━━ FRAGMENTO DEL TEXTO

Aquel viaje de cien días por el Congo cambió la vida, el carácter y la mentalidad de Casement, que, en una nueva travesía que se inicia en Canarias en enero de 1913, acabó militando en su lúcida madurez en los movimientos independentistas irlandeses y conspirando desde Alemania contra el gobierno de Londres.
Hasta ahí la ejemplar figura pública que es el centro de El sueño del celta. Porque Casement se complicó la vida -o se la complicaron- con unos diarios íntimos de dudosa autenticidad en los que proyectaba una serie de fantasías con las que daba cauce a su homosexualidad. Falsos o no, escritos por él o fabricados por sus enemigos, el hecho es que esos Diarios Negros le desacreditaron ante la opinión pública y dañaron irreversiblemente su fama.
—Cómo pudo ser tan insensato, hombre de Dios, le reprocha el pasante de abogado cuando le visita en prisión.
Organizado en tres partes (El Congo, La Amazonía e Irlanda) y un epílogo, El sueño del celta es un acercamiento a la figura de Casement en su doble dimensión, pública y privada. A lo largo de la novela, Vargas Llosa explora esa dimensión contradictoria de la figura poliédrica que lo protagoniza. Detrás de las denuncias de un Casement intachable que elabora informes en los que deja el testimonio de sus travesías por el horror y denuncia la potencia devastadora del colonialismo o lucha por la independencia de Irlanda, hay un Casement secreto, el que aparece en esos diarios dudosos que aniquilaron su prestigio.

━━━━
━━ DATOS DE PARTIDA

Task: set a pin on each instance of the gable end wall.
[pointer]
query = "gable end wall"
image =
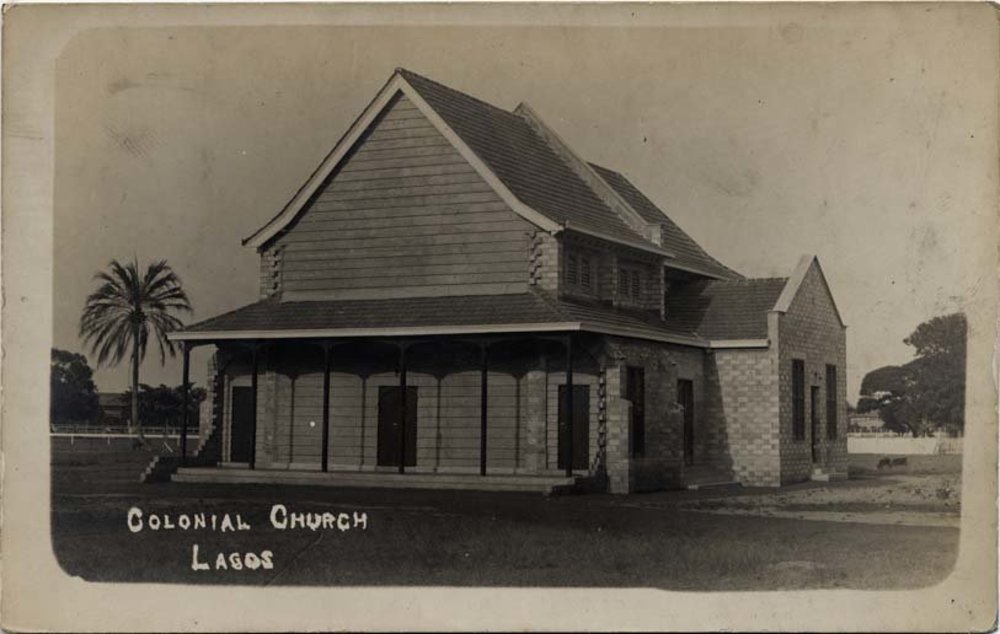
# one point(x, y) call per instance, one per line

━━━━
━━ DATOS DE PARTIDA

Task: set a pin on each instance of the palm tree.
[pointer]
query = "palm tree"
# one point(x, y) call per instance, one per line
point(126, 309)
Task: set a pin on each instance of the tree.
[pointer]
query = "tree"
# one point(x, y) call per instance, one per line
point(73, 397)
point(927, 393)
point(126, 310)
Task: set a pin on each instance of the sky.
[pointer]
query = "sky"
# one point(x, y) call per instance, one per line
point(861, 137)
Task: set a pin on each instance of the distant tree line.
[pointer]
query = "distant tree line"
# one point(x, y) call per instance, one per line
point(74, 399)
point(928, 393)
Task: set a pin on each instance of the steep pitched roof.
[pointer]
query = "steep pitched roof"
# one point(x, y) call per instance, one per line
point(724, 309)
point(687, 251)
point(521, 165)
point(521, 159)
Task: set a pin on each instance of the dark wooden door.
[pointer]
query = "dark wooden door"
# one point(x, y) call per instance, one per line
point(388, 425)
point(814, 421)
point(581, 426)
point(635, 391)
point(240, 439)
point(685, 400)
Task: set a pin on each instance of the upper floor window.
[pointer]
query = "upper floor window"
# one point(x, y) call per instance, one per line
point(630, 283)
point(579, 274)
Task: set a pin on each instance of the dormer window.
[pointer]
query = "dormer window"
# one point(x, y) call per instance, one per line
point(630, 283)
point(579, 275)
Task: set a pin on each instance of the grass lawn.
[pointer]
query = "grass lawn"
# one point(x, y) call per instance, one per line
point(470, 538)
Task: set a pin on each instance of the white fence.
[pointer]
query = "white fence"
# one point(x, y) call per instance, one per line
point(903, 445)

━━━━
━━ DATOS DE PARTIDA

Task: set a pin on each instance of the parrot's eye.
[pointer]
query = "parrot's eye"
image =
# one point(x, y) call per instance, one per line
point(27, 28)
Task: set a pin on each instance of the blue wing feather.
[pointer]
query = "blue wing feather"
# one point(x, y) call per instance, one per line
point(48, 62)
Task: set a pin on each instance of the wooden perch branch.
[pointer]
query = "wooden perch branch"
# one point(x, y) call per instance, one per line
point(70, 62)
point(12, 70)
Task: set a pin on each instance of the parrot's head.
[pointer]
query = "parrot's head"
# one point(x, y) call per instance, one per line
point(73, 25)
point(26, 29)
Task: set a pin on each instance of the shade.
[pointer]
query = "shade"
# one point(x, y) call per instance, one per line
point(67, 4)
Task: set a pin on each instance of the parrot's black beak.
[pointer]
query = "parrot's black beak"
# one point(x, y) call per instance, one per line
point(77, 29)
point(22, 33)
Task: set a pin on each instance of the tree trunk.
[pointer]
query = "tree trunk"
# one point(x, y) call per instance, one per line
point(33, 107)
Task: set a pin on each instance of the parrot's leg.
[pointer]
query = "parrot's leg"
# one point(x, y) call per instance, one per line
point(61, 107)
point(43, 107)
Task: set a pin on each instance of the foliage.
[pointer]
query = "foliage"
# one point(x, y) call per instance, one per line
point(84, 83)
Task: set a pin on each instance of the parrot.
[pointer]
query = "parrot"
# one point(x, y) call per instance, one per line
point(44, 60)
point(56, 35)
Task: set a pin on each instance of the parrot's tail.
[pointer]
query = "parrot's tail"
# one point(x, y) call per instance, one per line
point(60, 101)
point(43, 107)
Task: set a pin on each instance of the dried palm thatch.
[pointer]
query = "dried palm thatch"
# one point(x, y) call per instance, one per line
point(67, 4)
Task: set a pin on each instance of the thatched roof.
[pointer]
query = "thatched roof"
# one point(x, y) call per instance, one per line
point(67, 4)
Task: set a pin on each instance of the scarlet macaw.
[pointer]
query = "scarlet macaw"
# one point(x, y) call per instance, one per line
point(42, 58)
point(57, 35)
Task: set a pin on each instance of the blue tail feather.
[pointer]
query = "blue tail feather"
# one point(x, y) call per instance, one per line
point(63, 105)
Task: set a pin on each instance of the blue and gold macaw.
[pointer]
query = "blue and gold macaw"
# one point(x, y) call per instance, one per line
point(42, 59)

━━━━

→ **CONSIGNA**:
Sigue escribiendo la reseña sobre El sueño del celta a partir de su última oración.

→ **TU RESPUESTA**:
Y así cobra todo su sentido la cita de José Enrique Rodó que abre la novela como una clave: Cada uno de nosotros es, sucesivamente, no uno, sino muchos. Y estas personalidades sucesivas, que emergen las unas de las otras, suelen ofrecer entre sí los más raros y asombrosos contrastes.
El sueño del celta mantiene un balance constante entre el documento histórico y la imaginación narrativa, entre lo público y lo privado, entre el presente del personaje que espera en 1916 en una celda londinense la conmutación de la pena capital y el pasado en el que recuerda su experiencia del horror en el Congo y en la Amazonía.
Porque los mapas continentales de la maldad son semejantes, a pesar de las distancias y pueden ser descritos, silenciados o tergiversados por los historiadores, pero la personalidad de un hombre tiene siempre inaccesibles zonas de sombra que sólo puede iluminar la reconstrucción imaginativa de la novela por medio de una técnica narrativa tan poderosa y eficaz como la que despliega Vargas Llosa.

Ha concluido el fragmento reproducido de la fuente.